#### AIM OF THE EXERCISE:
Gather every line of the material that contains the string "segment" and copy each one in full. Case counts.

* start ROWS *

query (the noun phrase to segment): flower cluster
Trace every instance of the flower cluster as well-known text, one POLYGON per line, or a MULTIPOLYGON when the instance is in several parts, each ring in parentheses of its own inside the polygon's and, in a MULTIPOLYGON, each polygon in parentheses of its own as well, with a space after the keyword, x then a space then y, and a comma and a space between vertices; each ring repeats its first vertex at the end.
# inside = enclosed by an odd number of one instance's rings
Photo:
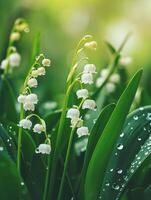
MULTIPOLYGON (((100 87, 103 84, 103 82, 107 79, 109 73, 109 69, 103 69, 100 72, 100 77, 98 77, 96 80, 96 87, 100 87)), ((110 76, 109 81, 106 83, 106 90, 108 93, 112 93, 116 90, 116 84, 120 82, 120 79, 121 78, 118 73, 113 73, 110 76)))
POLYGON ((0 64, 0 68, 5 72, 11 71, 20 65, 21 56, 15 47, 15 42, 20 40, 22 32, 29 32, 28 24, 24 19, 17 19, 10 34, 6 58, 0 64))
MULTIPOLYGON (((85 47, 88 48, 96 48, 97 44, 95 41, 85 43, 85 47)), ((79 106, 73 106, 67 111, 66 117, 71 119, 71 127, 77 128, 78 137, 89 135, 88 127, 84 126, 84 122, 82 117, 80 116, 80 109, 96 109, 96 103, 94 100, 89 98, 88 89, 84 88, 85 85, 93 84, 93 74, 96 73, 96 66, 94 64, 86 64, 84 65, 84 69, 82 74, 80 75, 80 85, 81 89, 76 91, 77 99, 81 99, 81 103, 79 106)))
MULTIPOLYGON (((35 105, 38 103, 38 97, 36 94, 31 93, 31 88, 35 88, 38 86, 38 81, 36 78, 39 76, 43 76, 46 73, 45 67, 51 65, 51 61, 46 59, 43 54, 40 54, 36 61, 29 71, 29 74, 24 82, 24 88, 22 93, 18 97, 18 102, 22 105, 22 109, 24 111, 34 111, 35 105)), ((50 139, 46 133, 46 124, 43 119, 41 119, 37 114, 30 114, 26 118, 21 119, 19 122, 19 127, 30 130, 32 128, 31 117, 36 117, 39 120, 39 123, 33 126, 33 132, 41 134, 42 132, 45 134, 46 140, 44 144, 40 144, 36 149, 36 153, 42 154, 50 154, 51 146, 50 139)))

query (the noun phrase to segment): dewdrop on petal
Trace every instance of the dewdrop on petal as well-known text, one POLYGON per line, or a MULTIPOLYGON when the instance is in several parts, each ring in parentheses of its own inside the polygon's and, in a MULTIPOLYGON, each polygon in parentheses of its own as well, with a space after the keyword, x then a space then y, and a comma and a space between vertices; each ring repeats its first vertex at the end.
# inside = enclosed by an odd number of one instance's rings
POLYGON ((107 90, 108 93, 114 92, 116 90, 115 84, 114 83, 110 83, 110 82, 107 83, 106 84, 106 90, 107 90))
POLYGON ((81 82, 84 84, 92 84, 93 83, 93 76, 91 73, 84 73, 81 76, 81 82))
POLYGON ((19 125, 20 127, 24 128, 24 129, 29 129, 31 128, 32 126, 32 122, 29 120, 29 119, 22 119, 20 122, 19 122, 19 125))
POLYGON ((33 103, 33 104, 37 104, 38 103, 38 97, 36 94, 29 94, 27 95, 26 97, 26 102, 30 102, 30 103, 33 103))
POLYGON ((96 41, 91 41, 91 42, 86 42, 84 44, 84 46, 88 49, 91 49, 91 50, 96 50, 97 48, 97 42, 96 41))
POLYGON ((125 56, 120 59, 121 65, 130 65, 132 63, 132 58, 130 56, 125 56))
POLYGON ((45 127, 42 124, 35 124, 33 131, 40 134, 45 131, 45 127))
POLYGON ((37 78, 39 76, 38 70, 37 69, 32 70, 31 76, 34 77, 34 78, 37 78))
POLYGON ((23 105, 23 108, 25 111, 34 111, 35 110, 35 105, 32 102, 26 102, 23 105))
POLYGON ((101 72, 100 72, 100 75, 103 78, 106 78, 109 75, 109 69, 102 69, 101 72))
POLYGON ((28 80, 27 84, 30 88, 32 88, 32 87, 36 88, 37 85, 38 85, 38 82, 35 78, 31 78, 31 79, 28 80))
POLYGON ((83 120, 81 118, 72 118, 70 127, 81 127, 83 126, 83 120))
POLYGON ((42 154, 50 154, 51 146, 50 146, 50 144, 40 144, 35 152, 42 153, 42 154))
POLYGON ((37 71, 38 71, 38 76, 44 76, 46 74, 46 70, 44 67, 39 67, 37 71))
POLYGON ((87 89, 81 89, 76 92, 76 95, 77 95, 78 99, 80 99, 80 98, 86 99, 89 95, 89 92, 87 89))
POLYGON ((119 74, 112 74, 111 77, 110 77, 110 81, 112 83, 119 83, 121 80, 121 77, 119 74))
POLYGON ((51 60, 44 58, 42 60, 42 65, 45 66, 45 67, 49 67, 51 65, 51 60))
POLYGON ((77 135, 78 137, 89 135, 89 129, 86 126, 82 126, 77 129, 77 135))
POLYGON ((83 73, 96 73, 96 66, 94 64, 86 64, 83 73))
POLYGON ((12 53, 9 56, 9 64, 11 67, 18 67, 21 62, 21 56, 19 53, 12 53))
POLYGON ((0 65, 0 68, 1 68, 1 69, 6 69, 6 67, 8 66, 8 64, 9 64, 9 62, 8 62, 7 59, 2 60, 1 65, 0 65))
POLYGON ((67 118, 78 119, 80 117, 80 111, 76 108, 70 108, 67 112, 67 118))
POLYGON ((96 108, 96 103, 95 103, 94 100, 92 100, 92 99, 86 99, 83 102, 82 109, 95 110, 95 108, 96 108))
POLYGON ((104 78, 103 77, 97 78, 96 83, 95 83, 96 87, 100 87, 103 84, 103 82, 104 82, 104 78))
POLYGON ((10 35, 10 40, 12 42, 14 41, 18 41, 20 39, 21 35, 19 32, 13 32, 11 35, 10 35))
POLYGON ((23 95, 23 94, 20 94, 19 96, 18 96, 18 102, 19 103, 25 103, 26 102, 26 95, 23 95))

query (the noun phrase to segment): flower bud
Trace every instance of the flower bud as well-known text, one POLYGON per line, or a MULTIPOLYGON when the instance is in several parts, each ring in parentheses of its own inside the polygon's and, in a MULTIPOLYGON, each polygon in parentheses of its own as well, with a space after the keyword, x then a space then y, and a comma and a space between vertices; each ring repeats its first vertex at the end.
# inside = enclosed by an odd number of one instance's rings
POLYGON ((97 48, 97 42, 96 41, 86 42, 84 46, 86 48, 88 48, 88 49, 96 50, 96 48, 97 48))
POLYGON ((96 108, 96 103, 92 99, 86 99, 82 105, 82 109, 95 110, 95 108, 96 108))
POLYGON ((77 135, 78 137, 89 135, 89 129, 86 126, 82 126, 77 129, 77 135))
POLYGON ((96 67, 94 64, 86 64, 84 66, 84 73, 96 73, 96 67))
POLYGON ((80 98, 86 99, 89 95, 89 92, 87 89, 81 89, 76 92, 76 95, 77 95, 78 99, 80 99, 80 98))
POLYGON ((46 70, 45 70, 44 67, 39 67, 39 68, 37 69, 37 71, 38 71, 38 75, 39 75, 39 76, 44 76, 44 75, 46 74, 46 70))
POLYGON ((50 154, 50 152, 51 152, 50 144, 40 144, 39 147, 36 149, 36 153, 50 154))
POLYGON ((32 88, 32 87, 36 88, 37 85, 38 85, 38 82, 35 78, 31 78, 31 79, 28 80, 27 84, 30 88, 32 88))
POLYGON ((1 68, 1 69, 6 69, 6 67, 8 66, 8 64, 9 64, 8 60, 5 59, 5 60, 3 60, 3 61, 1 62, 0 68, 1 68))
POLYGON ((9 56, 9 64, 11 67, 18 67, 21 62, 21 56, 19 53, 15 52, 9 56))
POLYGON ((11 35, 10 35, 10 40, 11 41, 18 41, 20 39, 20 33, 19 32, 13 32, 11 35))
POLYGON ((17 100, 19 103, 25 103, 26 97, 27 97, 26 95, 20 94, 17 100))
POLYGON ((92 84, 93 83, 93 76, 90 73, 84 73, 81 76, 81 82, 84 84, 92 84))
POLYGON ((32 126, 32 122, 29 119, 22 119, 19 122, 19 126, 24 128, 24 129, 29 129, 30 130, 30 128, 32 126))
POLYGON ((80 111, 76 108, 70 108, 67 112, 67 118, 78 119, 80 117, 80 111))
POLYGON ((51 65, 51 60, 44 58, 42 60, 42 65, 45 66, 45 67, 49 67, 51 65))
POLYGON ((45 131, 45 127, 42 124, 35 124, 33 131, 40 134, 45 131))

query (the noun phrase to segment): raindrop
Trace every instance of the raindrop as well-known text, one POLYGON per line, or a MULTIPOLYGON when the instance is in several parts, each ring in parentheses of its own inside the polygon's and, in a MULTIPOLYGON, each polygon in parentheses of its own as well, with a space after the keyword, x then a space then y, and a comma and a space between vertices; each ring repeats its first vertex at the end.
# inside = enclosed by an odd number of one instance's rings
POLYGON ((147 118, 146 119, 151 120, 151 113, 147 114, 147 118))
POLYGON ((138 120, 138 116, 135 115, 135 116, 133 117, 133 119, 134 119, 134 120, 138 120))
POLYGON ((120 137, 124 137, 124 133, 121 133, 121 134, 120 134, 120 137))
POLYGON ((4 147, 0 147, 0 151, 3 151, 4 150, 4 147))
POLYGON ((25 183, 24 183, 24 182, 21 182, 20 184, 21 184, 22 186, 23 186, 23 185, 25 185, 25 183))
POLYGON ((122 169, 119 169, 119 170, 117 171, 118 174, 122 174, 122 172, 123 172, 122 169))
POLYGON ((114 189, 114 190, 119 190, 119 185, 116 185, 115 183, 112 185, 112 188, 114 189))
POLYGON ((118 149, 118 150, 122 150, 123 147, 124 147, 124 146, 123 146, 122 144, 118 144, 118 145, 117 145, 117 149, 118 149))

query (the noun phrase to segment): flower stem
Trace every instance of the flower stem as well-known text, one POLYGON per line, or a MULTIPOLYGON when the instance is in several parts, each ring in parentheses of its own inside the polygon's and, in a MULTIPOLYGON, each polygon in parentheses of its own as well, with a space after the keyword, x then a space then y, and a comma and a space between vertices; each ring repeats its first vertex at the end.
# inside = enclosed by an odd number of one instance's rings
MULTIPOLYGON (((20 111, 20 120, 24 118, 24 109, 23 105, 21 105, 20 111)), ((22 143, 22 127, 19 127, 18 130, 18 149, 17 149, 17 169, 20 174, 20 160, 21 160, 21 143, 22 143)))
POLYGON ((65 159, 65 164, 64 164, 64 169, 63 169, 63 175, 62 175, 62 178, 61 178, 61 185, 60 185, 60 189, 59 189, 59 194, 58 194, 57 200, 61 200, 64 181, 65 181, 66 172, 67 172, 67 167, 68 167, 68 163, 69 163, 70 150, 71 150, 71 145, 72 145, 72 140, 73 140, 75 129, 76 128, 73 128, 72 131, 71 131, 71 135, 70 135, 70 139, 69 139, 69 143, 68 143, 67 154, 66 154, 66 159, 65 159))
POLYGON ((50 173, 50 156, 47 158, 47 171, 46 171, 46 177, 45 177, 45 185, 44 185, 44 193, 42 200, 46 200, 47 198, 47 191, 48 191, 48 183, 49 183, 49 173, 50 173))

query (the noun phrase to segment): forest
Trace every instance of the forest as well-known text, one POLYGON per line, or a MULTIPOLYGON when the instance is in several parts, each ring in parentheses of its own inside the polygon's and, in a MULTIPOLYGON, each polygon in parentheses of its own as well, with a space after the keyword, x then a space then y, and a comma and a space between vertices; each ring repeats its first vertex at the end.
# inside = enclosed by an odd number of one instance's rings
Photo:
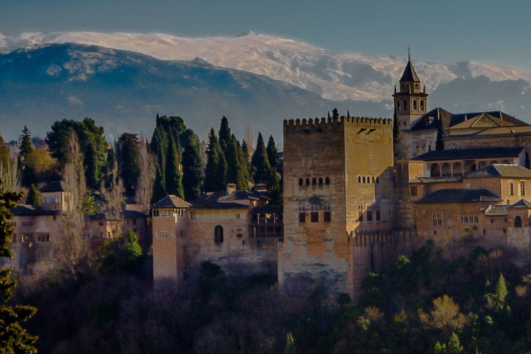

* end ROWS *

#### THE COMPLETED TASK:
query (the noun phrase to segment): flower cluster
query (the noun phrase to segment): dewdrop on petal
query (the noun phrase to segment): flower bud
query (the noun phrase to segment): raindrop
query (the noun phrase to segment): flower stem
query (the noun phrase to segment): forest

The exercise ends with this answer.